Texte:
_____

La carte d’Irak des positions tenues par les djihadistes, les forces gouvernementales et les peshmerga fait inévitablement penser au plan de partition du pays proposé en 2006 par Joe Biden.
Début juin, en quelques heures, les troupes gouvernementales s’étant débandées, Mossoul et Tikrit sont tombées aux mains des djihadistes anti-Nouri al-Maliki. Puis, Bagdad s’est trouvée menacée sur deux fronts. Daash (État Islamique en Irak et au Levant, ou EIIL), présenté comme le maître d’œuvre de l’opération, a fait la Une des médias. Les Kurdes ont pris Kirkouk, les « territoires disputés », et leurs champs pétroliers. Alors, le porte-avions USS George H. Bush et son escadre sont entrés dans le Golfe avec leurs tomawaks, tandis que 5 000 Bassidjis iraniens étaient mobilisés pour prêter main forte à Maliki… Personne ne s’attendait à une évolution aussi spectaculaire de la situation intérieure en Irak en si peu de temps. Et pourtant…
L’heure des comptes
Depuis le soulèvement de la région sunnite d’Al-Anbar en décembre 2012, l’opposition au régime chiite montait en puissance, aidée par la gestion calamiteuse et confessionnaliste de la crise par Nouri al-Maliki. Dans les régions voisines de Ninive, Salaheddine et Diyala, il ne se passait pas un jour sans attaque des forces du régime mais, comme les médias n’en parlaient pas, elles n’existaient pas. En mars et avril dernier, les communiqués militaires de la résistance patriotique irakienne, publiés par le blog Assurbanipal, n’intéressaient pas les journalistes focalisés sur la situation en Syrie. Ils donnaient pourtant une idée de l’avancée des djihadistes, et il leur aurait suffi d’aller à Mossoul pour s’apercevoir que les militaires du régime y étaient perçus comme des occupants.
Onze ans après le renversement de Saddam Hussein, l’heure des comptes semble avoir sonnée en Irak. La guerre civile en Syrie en a accéléré le timing, donnant du même coup une idée de l’importance des camps s’affrontant ces dernières années au Proche-Orient. D’un côté : l’Arabie saoudite, Qatar et les Emirats derrière les djihadistes. De l’autre : Nouri al-Maliki soutenu par l’Iran et - on ne sait jusqu’où et jusqu’à quand - par les États-Unis, avec derrière lui, pour une fois, la majorité des chiites effrayés par les menaces provocatrices de Daash contre Nadjaf et Kerbala, leurs lieux saints.

_____

Données:
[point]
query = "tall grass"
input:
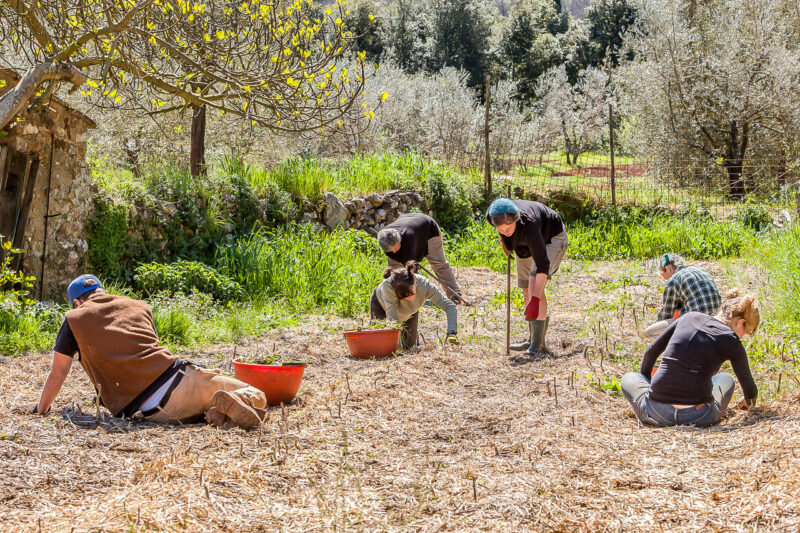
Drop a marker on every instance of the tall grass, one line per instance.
(694, 238)
(613, 237)
(778, 256)
(306, 269)
(359, 175)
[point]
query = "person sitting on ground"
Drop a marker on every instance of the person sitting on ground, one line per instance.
(117, 345)
(414, 237)
(401, 295)
(688, 288)
(686, 389)
(536, 235)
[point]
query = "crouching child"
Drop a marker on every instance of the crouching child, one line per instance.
(401, 295)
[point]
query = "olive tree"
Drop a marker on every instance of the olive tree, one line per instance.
(712, 80)
(577, 114)
(275, 64)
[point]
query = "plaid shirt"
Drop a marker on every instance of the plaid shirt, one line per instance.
(689, 289)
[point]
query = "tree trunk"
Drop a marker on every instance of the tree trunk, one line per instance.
(735, 182)
(15, 100)
(734, 161)
(197, 157)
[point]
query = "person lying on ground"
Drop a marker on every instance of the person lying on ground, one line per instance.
(401, 295)
(686, 389)
(115, 340)
(536, 236)
(688, 288)
(414, 237)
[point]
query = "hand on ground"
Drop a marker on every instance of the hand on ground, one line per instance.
(27, 410)
(744, 404)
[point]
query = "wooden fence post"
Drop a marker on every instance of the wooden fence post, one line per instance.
(611, 143)
(487, 165)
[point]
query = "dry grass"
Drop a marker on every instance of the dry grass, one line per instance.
(446, 439)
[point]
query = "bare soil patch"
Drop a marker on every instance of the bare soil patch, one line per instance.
(446, 439)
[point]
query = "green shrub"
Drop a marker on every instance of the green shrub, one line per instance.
(755, 216)
(174, 325)
(695, 238)
(452, 197)
(107, 237)
(477, 245)
(186, 277)
(24, 325)
(305, 268)
(779, 258)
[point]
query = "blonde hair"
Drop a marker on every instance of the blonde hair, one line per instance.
(735, 307)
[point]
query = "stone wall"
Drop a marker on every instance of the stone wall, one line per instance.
(63, 133)
(369, 213)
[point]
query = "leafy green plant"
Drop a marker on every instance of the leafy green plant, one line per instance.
(107, 237)
(305, 268)
(608, 384)
(186, 277)
(174, 325)
(24, 325)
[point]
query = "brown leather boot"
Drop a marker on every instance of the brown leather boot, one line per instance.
(239, 413)
(522, 346)
(216, 418)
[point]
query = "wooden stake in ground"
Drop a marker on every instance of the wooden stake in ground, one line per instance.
(508, 304)
(508, 292)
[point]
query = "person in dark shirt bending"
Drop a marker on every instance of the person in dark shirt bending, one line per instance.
(686, 389)
(535, 234)
(414, 237)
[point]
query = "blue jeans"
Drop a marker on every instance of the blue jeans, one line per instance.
(635, 387)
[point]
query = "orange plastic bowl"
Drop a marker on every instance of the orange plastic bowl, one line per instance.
(279, 383)
(377, 343)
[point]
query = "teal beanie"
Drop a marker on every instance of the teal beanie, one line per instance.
(502, 205)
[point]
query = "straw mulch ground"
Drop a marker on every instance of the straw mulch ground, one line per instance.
(453, 439)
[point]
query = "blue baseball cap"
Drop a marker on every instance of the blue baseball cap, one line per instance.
(81, 285)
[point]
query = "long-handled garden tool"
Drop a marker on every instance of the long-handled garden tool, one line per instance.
(458, 298)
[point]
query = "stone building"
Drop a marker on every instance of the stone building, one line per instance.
(45, 191)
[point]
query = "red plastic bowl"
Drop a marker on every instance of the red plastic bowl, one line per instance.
(377, 343)
(279, 383)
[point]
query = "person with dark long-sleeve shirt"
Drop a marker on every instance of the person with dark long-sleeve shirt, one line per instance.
(686, 389)
(535, 234)
(414, 237)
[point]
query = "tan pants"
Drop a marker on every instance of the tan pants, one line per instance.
(556, 251)
(439, 265)
(192, 397)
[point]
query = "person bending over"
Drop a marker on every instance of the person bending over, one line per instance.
(401, 295)
(414, 237)
(115, 340)
(536, 235)
(688, 288)
(686, 389)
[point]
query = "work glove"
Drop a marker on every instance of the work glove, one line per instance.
(503, 244)
(33, 410)
(532, 309)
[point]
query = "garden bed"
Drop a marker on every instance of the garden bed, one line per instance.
(451, 438)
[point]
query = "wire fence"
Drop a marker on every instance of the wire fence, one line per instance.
(538, 164)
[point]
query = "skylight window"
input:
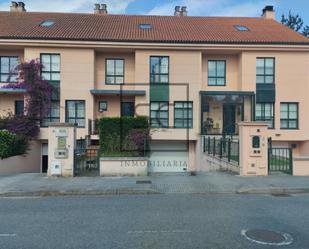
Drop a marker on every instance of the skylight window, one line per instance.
(145, 26)
(47, 24)
(241, 28)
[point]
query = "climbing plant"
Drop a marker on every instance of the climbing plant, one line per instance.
(38, 94)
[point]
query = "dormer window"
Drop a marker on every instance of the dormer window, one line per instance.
(241, 28)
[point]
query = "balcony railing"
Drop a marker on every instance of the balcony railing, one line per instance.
(222, 148)
(93, 127)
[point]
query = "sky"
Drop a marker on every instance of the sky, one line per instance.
(166, 7)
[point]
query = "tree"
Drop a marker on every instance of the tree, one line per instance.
(306, 31)
(296, 23)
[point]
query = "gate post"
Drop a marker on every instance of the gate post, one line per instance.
(61, 146)
(253, 148)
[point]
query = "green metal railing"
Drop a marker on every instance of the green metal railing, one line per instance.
(280, 159)
(222, 148)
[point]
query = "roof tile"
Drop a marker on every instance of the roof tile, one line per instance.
(169, 29)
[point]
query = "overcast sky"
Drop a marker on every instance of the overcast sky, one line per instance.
(166, 7)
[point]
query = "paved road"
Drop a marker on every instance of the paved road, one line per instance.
(155, 221)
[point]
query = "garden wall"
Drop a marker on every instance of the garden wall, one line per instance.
(29, 163)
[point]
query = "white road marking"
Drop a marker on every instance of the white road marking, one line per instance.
(7, 234)
(288, 239)
(158, 231)
(20, 197)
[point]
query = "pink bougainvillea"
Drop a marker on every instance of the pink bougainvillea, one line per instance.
(38, 94)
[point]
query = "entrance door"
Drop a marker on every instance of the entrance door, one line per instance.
(44, 158)
(127, 109)
(229, 113)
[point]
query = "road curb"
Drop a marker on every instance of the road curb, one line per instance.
(128, 191)
(273, 191)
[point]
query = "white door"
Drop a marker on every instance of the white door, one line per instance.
(168, 156)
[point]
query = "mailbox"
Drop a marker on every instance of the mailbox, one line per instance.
(55, 168)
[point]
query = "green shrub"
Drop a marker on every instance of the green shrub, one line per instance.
(123, 134)
(11, 144)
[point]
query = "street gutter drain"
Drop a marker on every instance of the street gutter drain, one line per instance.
(143, 182)
(267, 237)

_____

Exercices à réaliser:
A – Recopiez mot pour mot le passage de l'article sur l'Irak qui va de « La carte d’Irak » jusqu'à « par Joe Biden. ».
B – D'après l'article sur l'Irak, combien de Bassidjis iraniens ont été mobilisés pour prêter main forte à Maliki ?
C – Rédigez la suite de l'article sur l'Irak, en reprenant après sa dernière phrase.

Les réponses:
A –
La carte d’Irak des positions tenues par les djihadistes, les forces gouvernementales et les peshmerga fait inévitablement penser au plan de partition du pays proposé en 2006 par Joe Biden.

B – 5 000 Bassidjis iraniens.

C –
Au plan financier et armement lourd, la prise de Mossoul et de Tikrit ont changé radicalement la donne pour la rébellion. Pour Jack Keane, général américain quatre-étoile à la retraite, ancien conseillé de David Petraeus du temps du Surge anti-insurrectionnel (2007-2008) : « l’État Islamique en Irak et au Levant s’est imposé comme une force militaire formidable », il est en mesure de passer du stade « terroriste » à celui de la guerre conventionnelle. Et la résistance baasiste ou des tribus, victimes de l’omerta médiatique, également. Selon le site kurde Rudaw, neuf généraux de l’armée de Saddam étaient avec les djihadistes arrivés à Mossoul, trois autres incorporés dans l’armée de Maliki les ont rejoints. Azhar Al Obeidi, nommé gouverneur de la région de Ninive par la rébellion, est un général de la guerre Iran-Irak, décoré par Saddam Hussein.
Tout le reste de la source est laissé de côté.